◆ Aim of the exercise: In the text about James Cameron and a third Terminator film, reproduce word for word the passage from "Terminator 3 James" up to and including "the Terminator Fans.".

◆ Text provided:
Terminator 3 James Cameron

For quite some time now I’ve felt a slight disappointment in James Cameron; I would’ve been less annoyed with him had he made a third and final Terminator movie. Sadly T3 didn’t tick the right box – it was average to say the least. Jim said that he had told his story (T1 & T2), but then why did things feel so incomplete to a majority of fans? We never got a sense of closure that Star Wars fans did (with a fully rounded trilogy).

For years now, we at TheTerminatorFans.com have stated that a Jim Cameron Terminator 3 nearly happened around 1996, and finally for the first time since we made those claims, Jim Cameron has validated it in an interview at a special screening of Terminator 1 and 2 in Hollywood. We are so glad this is now a fact we can share with the Terminator Fans.

“There was a point in time where I debated going after the rights. Carolco Pictures was failing and in bankruptcy and the rights were in play.”

Carolco Pictures went bust in 1996 due to the awful Cutthroat Island, a lackluster swashbuckling pirate adventure movie.

Jim discussed how he very nearly tried to make a Terminator 3 happen just before Titanic (1997), and briefly considered it afterwards too (1998-2000) but he distanced himself from pursuing it, and sounds as though he gave up and moved on from it to create a new franchise he could call his own, this later became the Avatar series.

◆ Dataset:
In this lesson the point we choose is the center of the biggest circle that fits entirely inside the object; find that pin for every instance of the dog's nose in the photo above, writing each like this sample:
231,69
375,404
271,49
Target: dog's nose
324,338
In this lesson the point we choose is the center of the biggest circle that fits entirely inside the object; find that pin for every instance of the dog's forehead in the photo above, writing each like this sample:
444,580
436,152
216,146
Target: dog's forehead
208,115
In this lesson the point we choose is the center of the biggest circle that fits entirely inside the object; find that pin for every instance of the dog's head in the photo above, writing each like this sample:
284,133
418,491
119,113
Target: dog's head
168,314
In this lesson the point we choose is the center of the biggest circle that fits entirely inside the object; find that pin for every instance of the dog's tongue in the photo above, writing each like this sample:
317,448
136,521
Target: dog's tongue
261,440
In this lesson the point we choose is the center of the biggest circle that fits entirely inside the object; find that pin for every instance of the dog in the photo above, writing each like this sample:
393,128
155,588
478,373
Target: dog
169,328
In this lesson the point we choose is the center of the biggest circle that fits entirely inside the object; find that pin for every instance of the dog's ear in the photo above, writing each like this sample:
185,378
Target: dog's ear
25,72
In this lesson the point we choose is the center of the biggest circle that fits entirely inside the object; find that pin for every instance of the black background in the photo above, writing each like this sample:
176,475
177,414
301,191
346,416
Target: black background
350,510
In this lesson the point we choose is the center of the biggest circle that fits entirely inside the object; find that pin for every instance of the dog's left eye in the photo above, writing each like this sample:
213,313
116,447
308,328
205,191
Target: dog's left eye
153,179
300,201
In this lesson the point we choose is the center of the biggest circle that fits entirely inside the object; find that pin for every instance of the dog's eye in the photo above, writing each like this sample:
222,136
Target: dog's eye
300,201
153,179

◆ Response to this task:
Terminator 3 James Cameron

For quite some time now I’ve felt a slight disappointment in James Cameron; I would’ve been less annoyed with him had he made a third and final Terminator movie. Sadly T3 didn’t tick the right box – it was average to say the least. Jim said that he had told his story (T1 & T2), but then why did things feel so incomplete to a majority of fans? We never got a sense of closure that Star Wars fans did (with a fully rounded trilogy).

For years now, we at TheTerminatorFans.com have stated that a Jim Cameron Terminator 3 nearly happened around 1996, and finally for the first time since we made those claims, Jim Cameron has validated it in an interview at a special screening of Terminator 1 and 2 in Hollywood. We are so glad this is now a fact we can share with the Terminator Fans.